> **Short problem**
Reproduce verbatim the part of the records below that opens with the line containing "of the framed" and runs through the end of the records.

> **Recorded data**
☆ ☆ ☆ ☆ ☆ ☆ ☆

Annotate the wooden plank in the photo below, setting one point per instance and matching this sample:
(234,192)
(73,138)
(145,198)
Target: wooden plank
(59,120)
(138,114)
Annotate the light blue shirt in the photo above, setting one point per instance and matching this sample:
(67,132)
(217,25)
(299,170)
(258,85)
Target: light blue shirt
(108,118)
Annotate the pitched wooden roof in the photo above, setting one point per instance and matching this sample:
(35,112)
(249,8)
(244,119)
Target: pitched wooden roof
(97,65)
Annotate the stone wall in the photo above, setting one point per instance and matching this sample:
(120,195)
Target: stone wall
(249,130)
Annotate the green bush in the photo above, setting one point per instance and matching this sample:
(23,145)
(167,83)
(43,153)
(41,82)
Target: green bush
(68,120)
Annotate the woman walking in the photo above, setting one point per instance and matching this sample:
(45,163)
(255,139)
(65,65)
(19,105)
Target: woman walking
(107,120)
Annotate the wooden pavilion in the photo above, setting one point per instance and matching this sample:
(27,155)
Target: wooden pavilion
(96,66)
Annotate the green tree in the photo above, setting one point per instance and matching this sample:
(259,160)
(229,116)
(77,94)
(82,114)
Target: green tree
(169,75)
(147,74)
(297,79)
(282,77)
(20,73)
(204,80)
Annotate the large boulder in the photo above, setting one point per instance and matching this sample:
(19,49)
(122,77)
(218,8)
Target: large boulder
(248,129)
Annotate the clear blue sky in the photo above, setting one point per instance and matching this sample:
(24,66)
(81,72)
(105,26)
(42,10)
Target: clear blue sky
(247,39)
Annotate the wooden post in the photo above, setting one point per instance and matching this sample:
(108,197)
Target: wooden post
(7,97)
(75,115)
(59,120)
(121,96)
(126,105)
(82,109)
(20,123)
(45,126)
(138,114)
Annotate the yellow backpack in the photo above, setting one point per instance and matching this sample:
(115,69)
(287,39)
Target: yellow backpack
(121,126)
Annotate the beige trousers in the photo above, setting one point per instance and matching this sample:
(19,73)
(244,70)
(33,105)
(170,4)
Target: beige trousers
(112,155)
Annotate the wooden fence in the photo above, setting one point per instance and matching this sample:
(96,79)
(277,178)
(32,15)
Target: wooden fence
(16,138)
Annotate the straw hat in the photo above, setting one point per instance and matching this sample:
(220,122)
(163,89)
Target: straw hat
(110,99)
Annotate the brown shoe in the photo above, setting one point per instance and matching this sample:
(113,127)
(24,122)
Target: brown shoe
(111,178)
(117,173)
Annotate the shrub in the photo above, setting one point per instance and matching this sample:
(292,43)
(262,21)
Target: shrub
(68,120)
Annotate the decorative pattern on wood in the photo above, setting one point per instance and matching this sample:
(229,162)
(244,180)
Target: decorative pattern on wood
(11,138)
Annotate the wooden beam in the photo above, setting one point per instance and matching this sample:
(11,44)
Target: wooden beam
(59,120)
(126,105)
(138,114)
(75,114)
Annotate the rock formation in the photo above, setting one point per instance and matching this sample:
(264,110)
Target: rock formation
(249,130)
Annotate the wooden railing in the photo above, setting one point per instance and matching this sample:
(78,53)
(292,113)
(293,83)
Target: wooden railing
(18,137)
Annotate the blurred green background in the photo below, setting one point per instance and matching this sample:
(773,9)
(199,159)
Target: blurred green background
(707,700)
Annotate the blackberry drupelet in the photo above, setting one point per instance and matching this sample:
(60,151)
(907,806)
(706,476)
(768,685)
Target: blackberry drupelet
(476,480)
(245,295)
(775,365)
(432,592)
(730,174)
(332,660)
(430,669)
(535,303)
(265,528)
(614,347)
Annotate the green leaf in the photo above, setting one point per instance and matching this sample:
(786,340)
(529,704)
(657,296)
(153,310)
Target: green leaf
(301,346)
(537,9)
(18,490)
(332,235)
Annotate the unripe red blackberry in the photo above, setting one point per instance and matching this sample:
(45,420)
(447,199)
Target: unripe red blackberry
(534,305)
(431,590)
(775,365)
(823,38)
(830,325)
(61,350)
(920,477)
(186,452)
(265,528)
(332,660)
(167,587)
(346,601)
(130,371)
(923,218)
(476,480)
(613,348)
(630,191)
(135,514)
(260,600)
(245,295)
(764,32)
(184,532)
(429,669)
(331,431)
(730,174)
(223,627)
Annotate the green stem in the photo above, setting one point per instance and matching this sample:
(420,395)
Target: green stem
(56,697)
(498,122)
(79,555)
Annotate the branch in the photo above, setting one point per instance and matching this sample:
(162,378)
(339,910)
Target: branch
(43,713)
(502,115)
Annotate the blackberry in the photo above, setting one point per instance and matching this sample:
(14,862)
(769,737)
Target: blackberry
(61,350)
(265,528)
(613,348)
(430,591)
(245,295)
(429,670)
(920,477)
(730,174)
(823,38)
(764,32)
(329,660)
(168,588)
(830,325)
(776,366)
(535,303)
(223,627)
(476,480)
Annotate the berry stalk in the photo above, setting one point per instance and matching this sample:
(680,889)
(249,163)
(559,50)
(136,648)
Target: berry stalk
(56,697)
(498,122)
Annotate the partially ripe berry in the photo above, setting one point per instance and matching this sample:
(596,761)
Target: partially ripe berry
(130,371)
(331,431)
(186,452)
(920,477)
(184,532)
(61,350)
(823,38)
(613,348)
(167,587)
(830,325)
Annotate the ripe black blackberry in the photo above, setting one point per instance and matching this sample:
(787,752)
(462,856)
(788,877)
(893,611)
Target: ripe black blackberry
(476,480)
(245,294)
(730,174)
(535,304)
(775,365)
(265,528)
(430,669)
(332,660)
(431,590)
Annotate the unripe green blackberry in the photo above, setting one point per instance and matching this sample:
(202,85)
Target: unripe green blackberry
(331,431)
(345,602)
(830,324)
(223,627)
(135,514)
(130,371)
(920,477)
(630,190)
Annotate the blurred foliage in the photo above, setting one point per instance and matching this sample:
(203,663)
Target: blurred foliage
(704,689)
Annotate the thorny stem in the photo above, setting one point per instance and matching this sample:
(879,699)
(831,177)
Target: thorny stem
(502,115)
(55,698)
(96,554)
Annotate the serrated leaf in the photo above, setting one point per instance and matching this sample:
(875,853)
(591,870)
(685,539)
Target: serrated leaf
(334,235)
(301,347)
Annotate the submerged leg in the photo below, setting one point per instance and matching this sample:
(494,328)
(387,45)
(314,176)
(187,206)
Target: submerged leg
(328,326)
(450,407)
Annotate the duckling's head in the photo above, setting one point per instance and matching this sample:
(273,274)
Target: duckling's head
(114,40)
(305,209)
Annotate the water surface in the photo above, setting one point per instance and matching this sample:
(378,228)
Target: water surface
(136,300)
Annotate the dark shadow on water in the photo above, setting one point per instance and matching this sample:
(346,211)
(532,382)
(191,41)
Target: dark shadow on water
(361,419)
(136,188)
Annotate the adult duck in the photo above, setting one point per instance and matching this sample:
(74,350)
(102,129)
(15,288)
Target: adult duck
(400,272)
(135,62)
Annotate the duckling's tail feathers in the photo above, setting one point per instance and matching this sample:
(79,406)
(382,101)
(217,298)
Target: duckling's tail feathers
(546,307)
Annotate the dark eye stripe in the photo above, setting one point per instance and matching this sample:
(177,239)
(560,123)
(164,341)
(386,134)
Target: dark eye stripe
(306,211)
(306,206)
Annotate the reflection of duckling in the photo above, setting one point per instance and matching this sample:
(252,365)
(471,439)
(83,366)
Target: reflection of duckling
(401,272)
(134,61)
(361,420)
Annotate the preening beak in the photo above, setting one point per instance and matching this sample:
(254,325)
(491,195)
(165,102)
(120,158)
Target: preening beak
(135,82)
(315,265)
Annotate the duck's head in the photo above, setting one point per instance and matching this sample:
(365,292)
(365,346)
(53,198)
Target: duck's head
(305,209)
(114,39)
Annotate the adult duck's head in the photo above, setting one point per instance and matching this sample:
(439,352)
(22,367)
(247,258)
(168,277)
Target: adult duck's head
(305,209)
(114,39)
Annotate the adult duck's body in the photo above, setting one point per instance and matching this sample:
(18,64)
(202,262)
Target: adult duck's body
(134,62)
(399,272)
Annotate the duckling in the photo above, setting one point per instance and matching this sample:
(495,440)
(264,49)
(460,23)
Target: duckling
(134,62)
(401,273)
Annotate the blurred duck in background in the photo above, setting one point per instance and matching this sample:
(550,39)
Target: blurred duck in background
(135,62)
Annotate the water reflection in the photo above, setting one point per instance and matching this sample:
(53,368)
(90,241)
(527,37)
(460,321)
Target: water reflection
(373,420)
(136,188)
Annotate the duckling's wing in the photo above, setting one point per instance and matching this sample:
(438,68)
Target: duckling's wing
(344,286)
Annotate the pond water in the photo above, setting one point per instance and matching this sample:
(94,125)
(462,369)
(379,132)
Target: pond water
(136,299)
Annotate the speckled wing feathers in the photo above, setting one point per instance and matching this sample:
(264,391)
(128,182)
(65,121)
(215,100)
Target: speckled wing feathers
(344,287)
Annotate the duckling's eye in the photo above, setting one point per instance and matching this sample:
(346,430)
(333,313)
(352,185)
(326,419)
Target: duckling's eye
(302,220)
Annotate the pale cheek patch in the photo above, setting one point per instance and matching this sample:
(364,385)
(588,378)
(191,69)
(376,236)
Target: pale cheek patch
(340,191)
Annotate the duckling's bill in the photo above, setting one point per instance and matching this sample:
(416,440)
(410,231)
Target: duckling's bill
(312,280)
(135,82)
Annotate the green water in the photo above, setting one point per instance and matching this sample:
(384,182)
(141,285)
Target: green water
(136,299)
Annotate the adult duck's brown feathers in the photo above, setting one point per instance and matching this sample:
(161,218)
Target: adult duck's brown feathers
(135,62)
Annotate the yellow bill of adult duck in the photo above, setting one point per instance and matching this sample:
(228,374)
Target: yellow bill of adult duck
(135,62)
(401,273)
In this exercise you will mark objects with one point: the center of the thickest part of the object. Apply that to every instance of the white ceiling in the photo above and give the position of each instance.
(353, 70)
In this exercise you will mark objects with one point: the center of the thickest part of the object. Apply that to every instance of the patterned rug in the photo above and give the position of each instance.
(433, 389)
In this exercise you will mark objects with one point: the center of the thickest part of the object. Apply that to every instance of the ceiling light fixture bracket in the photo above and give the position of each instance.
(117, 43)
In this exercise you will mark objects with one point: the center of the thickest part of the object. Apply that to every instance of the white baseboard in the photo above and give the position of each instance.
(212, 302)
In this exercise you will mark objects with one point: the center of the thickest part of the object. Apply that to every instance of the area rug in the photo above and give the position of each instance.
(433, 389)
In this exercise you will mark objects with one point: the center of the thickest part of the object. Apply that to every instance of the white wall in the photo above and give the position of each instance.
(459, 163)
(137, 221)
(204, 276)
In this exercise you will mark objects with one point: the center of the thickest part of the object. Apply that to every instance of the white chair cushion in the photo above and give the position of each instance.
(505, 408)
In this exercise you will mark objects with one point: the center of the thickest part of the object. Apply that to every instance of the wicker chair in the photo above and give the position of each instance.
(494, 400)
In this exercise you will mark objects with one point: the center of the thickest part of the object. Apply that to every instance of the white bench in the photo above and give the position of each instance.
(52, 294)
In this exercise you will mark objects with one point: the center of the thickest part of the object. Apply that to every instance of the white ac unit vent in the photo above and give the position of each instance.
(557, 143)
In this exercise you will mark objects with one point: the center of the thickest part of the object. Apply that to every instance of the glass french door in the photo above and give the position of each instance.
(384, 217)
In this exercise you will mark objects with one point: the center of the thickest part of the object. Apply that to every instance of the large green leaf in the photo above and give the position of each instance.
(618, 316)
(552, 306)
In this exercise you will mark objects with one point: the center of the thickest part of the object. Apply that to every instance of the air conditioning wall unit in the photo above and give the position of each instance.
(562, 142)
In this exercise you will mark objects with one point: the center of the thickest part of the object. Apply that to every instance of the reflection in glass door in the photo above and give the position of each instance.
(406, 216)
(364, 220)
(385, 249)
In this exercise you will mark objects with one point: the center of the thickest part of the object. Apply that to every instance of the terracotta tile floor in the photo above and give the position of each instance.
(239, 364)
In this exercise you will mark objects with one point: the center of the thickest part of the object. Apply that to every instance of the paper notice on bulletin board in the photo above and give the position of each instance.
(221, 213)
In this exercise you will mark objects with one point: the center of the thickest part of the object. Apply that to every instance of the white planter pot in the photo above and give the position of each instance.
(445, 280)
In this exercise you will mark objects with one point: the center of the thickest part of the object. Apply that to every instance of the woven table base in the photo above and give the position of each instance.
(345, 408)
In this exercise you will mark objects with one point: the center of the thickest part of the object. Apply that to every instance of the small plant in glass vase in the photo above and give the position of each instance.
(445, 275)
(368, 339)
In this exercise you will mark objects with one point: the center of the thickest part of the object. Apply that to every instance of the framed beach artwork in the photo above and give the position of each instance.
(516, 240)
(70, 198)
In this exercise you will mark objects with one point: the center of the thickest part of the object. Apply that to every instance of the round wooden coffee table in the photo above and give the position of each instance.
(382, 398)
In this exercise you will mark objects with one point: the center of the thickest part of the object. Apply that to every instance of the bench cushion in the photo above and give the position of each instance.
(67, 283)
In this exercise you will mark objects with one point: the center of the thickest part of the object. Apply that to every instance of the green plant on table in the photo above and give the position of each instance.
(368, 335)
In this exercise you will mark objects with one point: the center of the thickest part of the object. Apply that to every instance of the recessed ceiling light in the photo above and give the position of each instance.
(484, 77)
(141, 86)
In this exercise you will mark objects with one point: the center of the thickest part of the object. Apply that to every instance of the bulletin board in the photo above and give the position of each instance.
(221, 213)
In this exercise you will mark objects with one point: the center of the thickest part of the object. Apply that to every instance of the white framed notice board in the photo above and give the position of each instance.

☆ ☆ ☆ ☆ ☆ ☆ ☆

> **Solution to this problem**
In this exercise you will mark objects with one point: the center of the thickest part of the object. Apply that to every instance of the framed beach artwork in the photo above and give the position of each instance.
(516, 240)
(70, 198)
In this exercise you will mark objects with one point: the center of the thickest part of the object. Apply that to every instance of the round wooden coffee table in the photo above and give the position of each instance.
(382, 398)
In this exercise you will mark objects with one point: the center of the thickest part of the object. Apply that to every instance of the bench cushion in the photo above and give the position of each instance.
(67, 283)
In this exercise you will mark objects with one point: the center of the thickest part of the object. Apply that to every instance of the green plant on table in the photo above and give the position of each instance.
(368, 335)
In this exercise you will mark objects with one point: the center of the thickest part of the object. Apply that to every instance of the recessed ceiling light in the photo above and give the position of each instance.
(484, 77)
(141, 86)
In this exercise you will mark objects with one point: the center of the thickest part of the object. Apply that to every instance of the bulletin board in the photo above and give the position of each instance.
(221, 213)
In this exercise you will mark objects with one point: the center of the thickest part of the object. Apply that to every instance of the white framed notice board in the photo above and give the position of each instance.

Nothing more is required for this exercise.